*Work to be completed*:
Reproduce the records below exactly, leaving out any pictures.

START Given information

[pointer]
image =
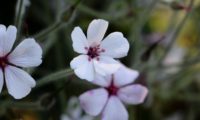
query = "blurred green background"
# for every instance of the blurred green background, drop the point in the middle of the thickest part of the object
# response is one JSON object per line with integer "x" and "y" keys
{"x": 164, "y": 39}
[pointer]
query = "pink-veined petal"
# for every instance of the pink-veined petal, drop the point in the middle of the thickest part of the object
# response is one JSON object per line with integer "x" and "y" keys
{"x": 106, "y": 65}
{"x": 27, "y": 54}
{"x": 79, "y": 40}
{"x": 115, "y": 45}
{"x": 114, "y": 110}
{"x": 11, "y": 37}
{"x": 125, "y": 76}
{"x": 103, "y": 81}
{"x": 83, "y": 68}
{"x": 93, "y": 101}
{"x": 79, "y": 61}
{"x": 18, "y": 82}
{"x": 133, "y": 94}
{"x": 96, "y": 30}
{"x": 1, "y": 80}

END Given information

*Response to the exercise*:
[pointer]
image =
query = "blurred green background"
# for every instance of the blurred green background, drop the point in the middle of the thickest part of the object
# response is one JSON object per line with integer "x" and "y" keys
{"x": 164, "y": 39}
[pointer]
query = "pink-veined petal"
# for every instance of the pink-veined petal, drop the point in the middle of the thickest part of the object
# response is one JSON object per line with integer "x" and "y" keys
{"x": 106, "y": 65}
{"x": 27, "y": 54}
{"x": 79, "y": 40}
{"x": 115, "y": 45}
{"x": 114, "y": 110}
{"x": 11, "y": 37}
{"x": 125, "y": 76}
{"x": 103, "y": 81}
{"x": 83, "y": 68}
{"x": 93, "y": 101}
{"x": 79, "y": 61}
{"x": 18, "y": 82}
{"x": 133, "y": 94}
{"x": 96, "y": 30}
{"x": 1, "y": 80}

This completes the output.